Records from a data source =>
━━━━━━━━━━━━━━━━━━━━
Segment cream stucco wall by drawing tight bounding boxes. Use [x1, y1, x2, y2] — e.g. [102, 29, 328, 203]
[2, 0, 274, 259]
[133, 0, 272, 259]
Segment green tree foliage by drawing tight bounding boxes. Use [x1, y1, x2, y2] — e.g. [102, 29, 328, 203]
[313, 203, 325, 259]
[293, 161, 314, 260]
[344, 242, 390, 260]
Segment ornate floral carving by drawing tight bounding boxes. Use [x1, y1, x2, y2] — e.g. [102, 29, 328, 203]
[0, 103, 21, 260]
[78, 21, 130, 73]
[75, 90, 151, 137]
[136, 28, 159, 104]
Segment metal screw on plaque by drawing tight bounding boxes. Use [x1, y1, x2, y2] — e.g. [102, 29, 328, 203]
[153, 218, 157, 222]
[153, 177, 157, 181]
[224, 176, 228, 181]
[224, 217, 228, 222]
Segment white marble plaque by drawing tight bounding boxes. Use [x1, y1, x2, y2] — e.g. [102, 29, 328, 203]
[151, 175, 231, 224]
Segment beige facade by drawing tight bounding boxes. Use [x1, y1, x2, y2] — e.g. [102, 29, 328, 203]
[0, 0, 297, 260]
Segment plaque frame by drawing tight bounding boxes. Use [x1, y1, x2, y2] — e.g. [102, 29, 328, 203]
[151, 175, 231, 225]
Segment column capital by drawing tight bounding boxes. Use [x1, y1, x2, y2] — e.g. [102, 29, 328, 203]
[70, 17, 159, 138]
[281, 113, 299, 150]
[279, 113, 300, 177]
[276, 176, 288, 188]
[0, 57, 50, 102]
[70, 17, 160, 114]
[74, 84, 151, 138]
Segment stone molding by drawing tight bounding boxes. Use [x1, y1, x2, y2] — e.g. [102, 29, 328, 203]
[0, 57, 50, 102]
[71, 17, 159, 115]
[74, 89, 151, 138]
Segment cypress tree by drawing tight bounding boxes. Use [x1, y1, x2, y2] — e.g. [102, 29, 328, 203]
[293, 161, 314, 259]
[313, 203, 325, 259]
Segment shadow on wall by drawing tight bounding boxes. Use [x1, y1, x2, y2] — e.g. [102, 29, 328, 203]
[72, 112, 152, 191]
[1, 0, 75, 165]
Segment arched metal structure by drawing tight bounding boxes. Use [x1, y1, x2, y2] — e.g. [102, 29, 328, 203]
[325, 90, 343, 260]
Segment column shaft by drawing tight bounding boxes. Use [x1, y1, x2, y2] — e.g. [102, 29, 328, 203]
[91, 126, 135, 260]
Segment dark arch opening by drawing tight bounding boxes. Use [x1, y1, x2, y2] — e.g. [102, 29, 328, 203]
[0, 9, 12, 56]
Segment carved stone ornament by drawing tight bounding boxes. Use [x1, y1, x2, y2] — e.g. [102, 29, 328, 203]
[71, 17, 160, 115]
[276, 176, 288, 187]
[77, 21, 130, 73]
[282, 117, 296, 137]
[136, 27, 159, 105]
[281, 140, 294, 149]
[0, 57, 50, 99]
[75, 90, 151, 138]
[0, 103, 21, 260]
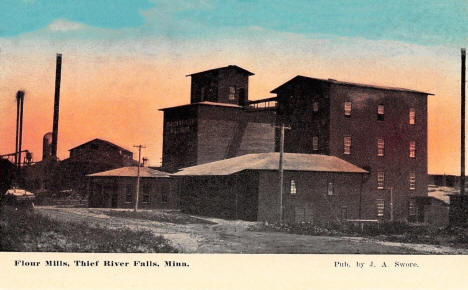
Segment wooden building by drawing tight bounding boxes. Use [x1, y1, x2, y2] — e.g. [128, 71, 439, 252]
[174, 153, 367, 224]
[270, 76, 432, 222]
[87, 166, 177, 209]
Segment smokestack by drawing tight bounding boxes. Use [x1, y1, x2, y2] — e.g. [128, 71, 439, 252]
━━━━━━━━━━━━━━━━━━━━
Task directions => Starting at the line with "Segment dark arch", write out every line exactly through the final line of the records above, both included, and skip the pictures.

Exercise solution =>
Segment dark arch opening by drawing tight bounding boxes. Use [x1, y1, x2, y2] — e.g. [102, 29, 328, 203]
[0, 9, 12, 56]
Segment carved stone ornament by drawing tight bounding boxes. Use [x1, y1, x2, y2] — e.g. [102, 29, 328, 203]
[71, 17, 160, 115]
[276, 176, 288, 187]
[77, 21, 130, 73]
[282, 117, 296, 137]
[136, 27, 159, 105]
[281, 140, 294, 149]
[0, 57, 50, 99]
[75, 90, 151, 138]
[0, 103, 21, 260]
Segment wooden building by drawing tight bounding boxes. Use [x1, y1, x2, y2] — e.g. [128, 71, 439, 252]
[174, 153, 367, 224]
[270, 76, 432, 222]
[87, 166, 177, 209]
Segment smokestack by drawing tight bounding boxes. Use [x1, y1, x2, y2] — e.g. [128, 71, 439, 252]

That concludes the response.